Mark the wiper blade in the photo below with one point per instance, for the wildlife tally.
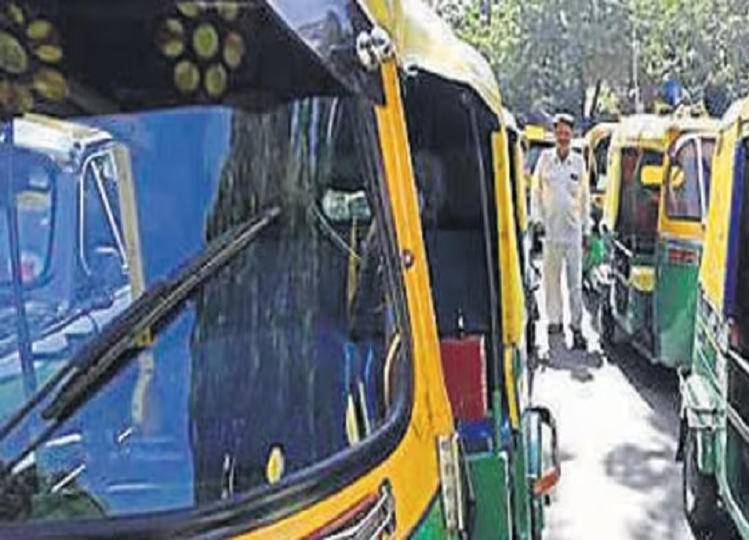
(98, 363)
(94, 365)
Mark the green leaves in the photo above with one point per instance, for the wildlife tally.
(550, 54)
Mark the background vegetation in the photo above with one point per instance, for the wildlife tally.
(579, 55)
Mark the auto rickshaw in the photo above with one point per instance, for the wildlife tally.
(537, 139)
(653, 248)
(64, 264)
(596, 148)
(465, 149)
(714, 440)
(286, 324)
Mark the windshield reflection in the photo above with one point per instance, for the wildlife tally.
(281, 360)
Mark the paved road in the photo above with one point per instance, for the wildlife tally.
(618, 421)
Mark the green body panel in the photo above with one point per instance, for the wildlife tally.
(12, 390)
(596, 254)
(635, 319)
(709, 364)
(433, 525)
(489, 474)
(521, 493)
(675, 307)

...

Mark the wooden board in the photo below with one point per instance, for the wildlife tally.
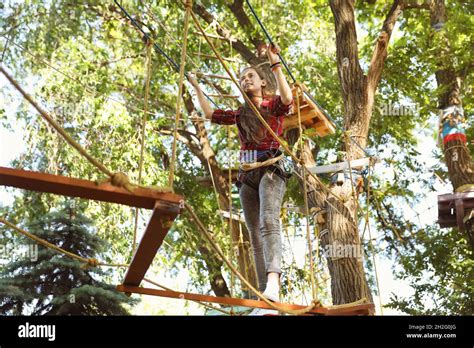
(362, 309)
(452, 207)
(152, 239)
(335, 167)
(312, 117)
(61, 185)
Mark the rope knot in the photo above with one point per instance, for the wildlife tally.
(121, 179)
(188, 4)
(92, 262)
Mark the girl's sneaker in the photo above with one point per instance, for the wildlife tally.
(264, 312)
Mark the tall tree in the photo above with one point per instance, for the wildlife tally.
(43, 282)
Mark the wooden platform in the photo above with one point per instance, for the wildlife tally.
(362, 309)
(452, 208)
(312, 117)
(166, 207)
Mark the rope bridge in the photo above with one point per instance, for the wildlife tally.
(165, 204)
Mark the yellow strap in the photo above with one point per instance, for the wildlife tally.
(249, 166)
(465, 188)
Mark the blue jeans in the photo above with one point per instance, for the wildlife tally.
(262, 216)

* Written task
Gather every line from the material above that contains the string "green". Case counts, so match uppercase and lowercase letters as given.

* Written response
Mark the green leaves in the photo above with one point per instance, for the wildlife tally.
Mark the green body panel in the photo above with one point per instance, for the wildlife tally.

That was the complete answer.